#### DOCUMENT SECTION
# help!!!!angels



## th3g0t0guy (Jul 9, 2009)

ok so i have the breeding pair of angels and they keep breeding and ill have about 200-300 freeswimmers every time but theyll eat them...so im not aloud to have another tank so im going to give them a few more times and if it doesnt work out im gonna be getting rid of them so i was wondering how much i could sell the breeding pair for??????theyre at the bottom and that is about it so tyvm...!!


----------



## StripesAndFins (Dec 31, 2008)

you could just put a seperater between the pair and the eggs after they lay them.


----------



## th3g0t0guy (Jul 9, 2009)

because it is a 37 gallon eclipse it doesnt have a divider expecially made for it so i would have to make one an i dont know how....but how much money could i get out of the pair?


----------



## Guest (Sep 27, 2009)

if you cant get a tank or a divider, then yea....sell them.


----------



## lohachata (Jan 27, 2006)
########
#### DATASET CONTENT
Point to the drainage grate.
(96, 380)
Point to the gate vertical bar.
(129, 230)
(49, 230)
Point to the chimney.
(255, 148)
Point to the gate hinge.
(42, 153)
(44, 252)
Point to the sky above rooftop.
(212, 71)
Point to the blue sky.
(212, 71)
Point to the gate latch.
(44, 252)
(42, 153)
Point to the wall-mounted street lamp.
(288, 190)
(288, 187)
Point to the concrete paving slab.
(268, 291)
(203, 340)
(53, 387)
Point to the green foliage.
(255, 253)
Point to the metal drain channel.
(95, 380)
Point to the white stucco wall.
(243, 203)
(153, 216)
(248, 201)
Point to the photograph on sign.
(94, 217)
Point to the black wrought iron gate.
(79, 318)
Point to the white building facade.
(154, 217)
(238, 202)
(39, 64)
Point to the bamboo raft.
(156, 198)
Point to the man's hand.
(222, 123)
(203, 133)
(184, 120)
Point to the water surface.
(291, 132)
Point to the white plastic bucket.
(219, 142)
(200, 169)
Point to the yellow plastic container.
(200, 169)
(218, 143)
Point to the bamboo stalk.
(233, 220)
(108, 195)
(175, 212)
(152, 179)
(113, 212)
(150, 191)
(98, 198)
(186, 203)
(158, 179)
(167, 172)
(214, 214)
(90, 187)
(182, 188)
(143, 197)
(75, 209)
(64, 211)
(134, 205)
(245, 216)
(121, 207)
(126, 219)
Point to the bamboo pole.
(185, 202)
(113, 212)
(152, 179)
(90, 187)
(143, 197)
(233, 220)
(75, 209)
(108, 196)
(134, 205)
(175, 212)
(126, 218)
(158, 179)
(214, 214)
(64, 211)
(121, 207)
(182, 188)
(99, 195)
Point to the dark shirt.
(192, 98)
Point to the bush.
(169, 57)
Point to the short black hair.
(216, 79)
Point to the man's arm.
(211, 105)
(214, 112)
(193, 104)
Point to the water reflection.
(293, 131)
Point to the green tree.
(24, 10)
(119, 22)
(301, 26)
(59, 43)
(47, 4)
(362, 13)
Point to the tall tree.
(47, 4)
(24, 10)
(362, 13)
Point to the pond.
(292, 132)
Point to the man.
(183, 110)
########
WRITTEN REQUEST: Please carry the angelfish breeding thread forward from the point where it stops. The rows have nothing to do with the angelfish breeding thread.

TASK RESPONSE:
what variety are they?...some angels bring more than others..especially when it comes to things such as the breeder or one known for exceptional fish..i have some pairs that i will be selling in the near future..most are from a guy in new york..i will get at least $250 a pair for them.but i can prove their lineage..the others are from a guy in kentucky..i will get between $80-100 for a pair..
but;in general ; you can expect anywhere between $25-$60 for yours..$25 if they are silvers,marbles,gold marbles and a couple of others....more if they are DD black of high % orange koi,half black or platinum...


----------



## th3g0t0guy (Jul 9, 2009)

the female is a gold and the male is a peruvian...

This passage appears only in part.